- [Passage given]:
===============

The Importance of Logos Christology in the Gospel of John Essay Example
The Importance of the Logos Christology in the Gospel of John John wrote the immortal words of the Prologue into a desperately troubled world. The Romans held most of the known world in their political grasp. The Greeks had infiltrated every part of Jewish life with their philosophies and ways for over 500 years; the Jewish obsession with ethnic purity divided the race even from itself. One key issue Jew and Greek could agree on was the existence of the Logos, though not in the same way. To the Greek, the logos meant thought, reason, and order in the universe.
To the Jew, it meant the spoken word; personal, a real being, the Supreme Mediator. Logos philosophy permeated just about every philosophical conversation as an argument for one side or the other. However, John’s logos-inspired Prologue defined succinctly the entire logos
...from a uniquely Christian perspective: the creative force and reason in the universe that had become flesh in the form of Jesus Christ for the purpose of redeeming mankind back into relationship with the Creator. John, in essence, defines Christ as God’s supreme mind embodied in flesh.
John’s high Christology reveals a crucial gospel in Graeco-roman times, bringing coherence between the philosophies of both internal (Greek) and external (Jewish) logos functions. In addition, John’s presentation represents a clear statement on the pre-existence of Christ, supporting Jesus' preeminent position in the first century as Messiah. The Logos Christology: Connecting Jew & Greek The concept of logos is not a simple one but this essay will attempt to simplify it under the constraint of space.

===============

- [Exercise set]:
1) In the essay on Logos Christology, what did the logos mean to the Greek?
2) Using the essay on Logos Christology, explain why John's high Christology counts as a crucial gospel in Graeco-Roman times.

- [Record list]:
===============

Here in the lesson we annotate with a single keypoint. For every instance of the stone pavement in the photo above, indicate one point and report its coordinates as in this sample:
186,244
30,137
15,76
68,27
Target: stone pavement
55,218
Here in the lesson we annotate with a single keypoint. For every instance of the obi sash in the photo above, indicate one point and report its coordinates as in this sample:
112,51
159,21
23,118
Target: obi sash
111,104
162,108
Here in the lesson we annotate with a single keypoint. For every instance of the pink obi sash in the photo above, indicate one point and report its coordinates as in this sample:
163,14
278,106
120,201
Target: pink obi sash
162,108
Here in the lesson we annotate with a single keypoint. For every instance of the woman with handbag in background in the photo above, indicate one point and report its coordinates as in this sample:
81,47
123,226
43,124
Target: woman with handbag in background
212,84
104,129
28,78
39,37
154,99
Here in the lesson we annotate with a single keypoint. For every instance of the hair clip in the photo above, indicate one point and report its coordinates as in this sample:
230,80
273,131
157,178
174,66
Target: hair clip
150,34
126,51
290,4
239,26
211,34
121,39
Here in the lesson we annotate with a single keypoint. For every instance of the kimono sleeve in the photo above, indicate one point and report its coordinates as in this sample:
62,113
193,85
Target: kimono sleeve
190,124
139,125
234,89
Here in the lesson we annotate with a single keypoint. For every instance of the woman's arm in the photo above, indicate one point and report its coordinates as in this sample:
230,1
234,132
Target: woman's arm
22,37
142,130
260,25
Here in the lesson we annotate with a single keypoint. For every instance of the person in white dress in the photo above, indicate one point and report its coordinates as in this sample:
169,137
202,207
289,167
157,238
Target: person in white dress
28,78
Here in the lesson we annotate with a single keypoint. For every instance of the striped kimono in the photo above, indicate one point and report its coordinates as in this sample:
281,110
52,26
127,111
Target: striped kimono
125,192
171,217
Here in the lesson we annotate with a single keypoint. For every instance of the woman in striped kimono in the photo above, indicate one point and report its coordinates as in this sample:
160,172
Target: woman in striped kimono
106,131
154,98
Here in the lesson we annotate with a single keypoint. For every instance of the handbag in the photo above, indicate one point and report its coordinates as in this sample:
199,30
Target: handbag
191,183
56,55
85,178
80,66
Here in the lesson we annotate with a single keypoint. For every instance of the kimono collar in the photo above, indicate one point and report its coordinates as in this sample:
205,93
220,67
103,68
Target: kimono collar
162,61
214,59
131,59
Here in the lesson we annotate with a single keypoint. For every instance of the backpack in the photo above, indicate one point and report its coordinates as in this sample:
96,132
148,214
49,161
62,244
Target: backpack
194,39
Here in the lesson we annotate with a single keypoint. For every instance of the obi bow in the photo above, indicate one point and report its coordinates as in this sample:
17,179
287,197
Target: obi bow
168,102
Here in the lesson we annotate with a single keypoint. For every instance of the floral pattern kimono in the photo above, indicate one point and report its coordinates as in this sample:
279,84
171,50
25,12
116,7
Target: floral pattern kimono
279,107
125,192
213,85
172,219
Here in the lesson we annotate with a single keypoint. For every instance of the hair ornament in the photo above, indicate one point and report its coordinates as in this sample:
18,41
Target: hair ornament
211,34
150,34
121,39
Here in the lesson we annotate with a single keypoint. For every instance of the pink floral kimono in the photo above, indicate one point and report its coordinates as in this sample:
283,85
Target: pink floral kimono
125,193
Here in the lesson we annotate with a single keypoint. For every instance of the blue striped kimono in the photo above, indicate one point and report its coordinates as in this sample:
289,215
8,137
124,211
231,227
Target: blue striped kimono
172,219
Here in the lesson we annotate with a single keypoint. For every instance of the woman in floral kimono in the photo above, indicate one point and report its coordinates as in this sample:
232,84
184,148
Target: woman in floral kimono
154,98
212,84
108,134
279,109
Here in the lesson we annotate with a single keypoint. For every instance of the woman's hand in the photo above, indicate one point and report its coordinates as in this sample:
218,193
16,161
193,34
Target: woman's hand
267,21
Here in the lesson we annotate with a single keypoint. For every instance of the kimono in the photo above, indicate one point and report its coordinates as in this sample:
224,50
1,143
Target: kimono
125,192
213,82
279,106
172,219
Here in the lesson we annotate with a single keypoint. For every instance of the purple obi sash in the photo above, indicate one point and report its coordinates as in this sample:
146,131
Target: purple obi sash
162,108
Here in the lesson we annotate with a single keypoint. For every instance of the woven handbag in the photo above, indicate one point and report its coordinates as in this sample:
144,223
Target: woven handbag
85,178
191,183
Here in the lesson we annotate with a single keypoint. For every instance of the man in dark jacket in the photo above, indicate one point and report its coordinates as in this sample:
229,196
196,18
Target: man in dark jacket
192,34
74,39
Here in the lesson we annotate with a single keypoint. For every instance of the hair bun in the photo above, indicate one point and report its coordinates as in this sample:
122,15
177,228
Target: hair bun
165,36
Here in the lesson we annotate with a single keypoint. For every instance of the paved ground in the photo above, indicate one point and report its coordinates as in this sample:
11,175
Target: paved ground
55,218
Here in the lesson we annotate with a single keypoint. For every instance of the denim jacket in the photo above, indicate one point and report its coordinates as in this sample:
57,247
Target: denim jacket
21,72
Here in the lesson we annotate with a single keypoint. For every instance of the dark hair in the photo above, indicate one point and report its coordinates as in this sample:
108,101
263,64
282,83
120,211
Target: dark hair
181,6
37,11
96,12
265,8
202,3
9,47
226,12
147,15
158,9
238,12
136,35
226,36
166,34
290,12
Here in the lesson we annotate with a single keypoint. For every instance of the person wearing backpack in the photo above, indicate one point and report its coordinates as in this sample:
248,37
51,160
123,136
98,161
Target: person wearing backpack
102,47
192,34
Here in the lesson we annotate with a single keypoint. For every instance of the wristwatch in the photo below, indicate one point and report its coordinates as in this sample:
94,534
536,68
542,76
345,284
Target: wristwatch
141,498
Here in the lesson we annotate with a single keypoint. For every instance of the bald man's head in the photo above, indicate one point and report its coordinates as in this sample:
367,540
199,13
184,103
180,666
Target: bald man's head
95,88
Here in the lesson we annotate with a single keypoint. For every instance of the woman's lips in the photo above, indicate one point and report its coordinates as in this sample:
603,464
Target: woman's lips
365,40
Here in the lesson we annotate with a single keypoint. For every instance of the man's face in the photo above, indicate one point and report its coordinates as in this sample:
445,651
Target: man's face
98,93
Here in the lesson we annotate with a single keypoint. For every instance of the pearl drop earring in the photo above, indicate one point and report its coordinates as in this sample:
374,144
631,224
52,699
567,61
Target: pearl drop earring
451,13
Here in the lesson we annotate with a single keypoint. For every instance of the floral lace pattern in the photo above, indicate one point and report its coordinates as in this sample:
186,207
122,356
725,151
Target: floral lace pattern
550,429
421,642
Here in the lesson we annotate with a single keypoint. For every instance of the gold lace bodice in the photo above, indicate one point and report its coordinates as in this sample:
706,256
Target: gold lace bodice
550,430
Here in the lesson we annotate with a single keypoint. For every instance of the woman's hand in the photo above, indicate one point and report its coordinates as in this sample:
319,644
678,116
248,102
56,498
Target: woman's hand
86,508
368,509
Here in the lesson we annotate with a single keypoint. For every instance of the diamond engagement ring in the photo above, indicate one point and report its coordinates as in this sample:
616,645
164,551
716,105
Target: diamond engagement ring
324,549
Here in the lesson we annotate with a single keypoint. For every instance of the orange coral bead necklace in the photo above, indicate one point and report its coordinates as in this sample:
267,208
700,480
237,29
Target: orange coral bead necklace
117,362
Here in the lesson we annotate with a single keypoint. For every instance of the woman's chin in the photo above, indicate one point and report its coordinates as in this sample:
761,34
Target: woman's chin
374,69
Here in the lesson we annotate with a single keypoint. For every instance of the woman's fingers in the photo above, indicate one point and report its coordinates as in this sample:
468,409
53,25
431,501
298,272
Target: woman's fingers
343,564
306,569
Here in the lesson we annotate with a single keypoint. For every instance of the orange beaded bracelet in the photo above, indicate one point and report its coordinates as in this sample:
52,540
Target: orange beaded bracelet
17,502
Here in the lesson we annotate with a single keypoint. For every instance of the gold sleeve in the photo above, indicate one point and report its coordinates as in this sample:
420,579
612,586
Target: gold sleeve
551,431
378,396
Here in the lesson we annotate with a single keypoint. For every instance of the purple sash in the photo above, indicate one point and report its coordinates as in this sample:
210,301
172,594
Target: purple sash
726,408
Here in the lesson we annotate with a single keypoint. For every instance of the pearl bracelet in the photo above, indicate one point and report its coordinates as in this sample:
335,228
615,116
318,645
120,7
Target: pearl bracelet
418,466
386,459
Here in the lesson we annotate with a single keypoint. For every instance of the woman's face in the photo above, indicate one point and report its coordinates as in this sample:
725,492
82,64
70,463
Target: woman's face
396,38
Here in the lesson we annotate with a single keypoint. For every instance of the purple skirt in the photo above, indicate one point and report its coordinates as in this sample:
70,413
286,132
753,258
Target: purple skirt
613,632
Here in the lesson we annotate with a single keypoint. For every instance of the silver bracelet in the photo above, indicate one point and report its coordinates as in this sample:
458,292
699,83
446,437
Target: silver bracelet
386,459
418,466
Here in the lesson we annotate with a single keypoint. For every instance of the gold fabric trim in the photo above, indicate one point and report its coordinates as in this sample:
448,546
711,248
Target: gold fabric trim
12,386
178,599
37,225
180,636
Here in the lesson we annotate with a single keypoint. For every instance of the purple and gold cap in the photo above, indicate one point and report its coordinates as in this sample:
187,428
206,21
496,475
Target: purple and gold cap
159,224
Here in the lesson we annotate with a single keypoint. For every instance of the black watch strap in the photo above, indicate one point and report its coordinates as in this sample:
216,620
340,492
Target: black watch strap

===============

- [Task-by-task results]:
1) To the Greek, the logos meant thought, reason, and order in the universe.

2) It brought coherence between the Greek (internal) and Jewish (external) ideas of how the logos functions. The Greek saw the logos as thought, reason, and order in the universe, while the Jew saw it as the spoken word, a personal and real being, the Supreme Mediator.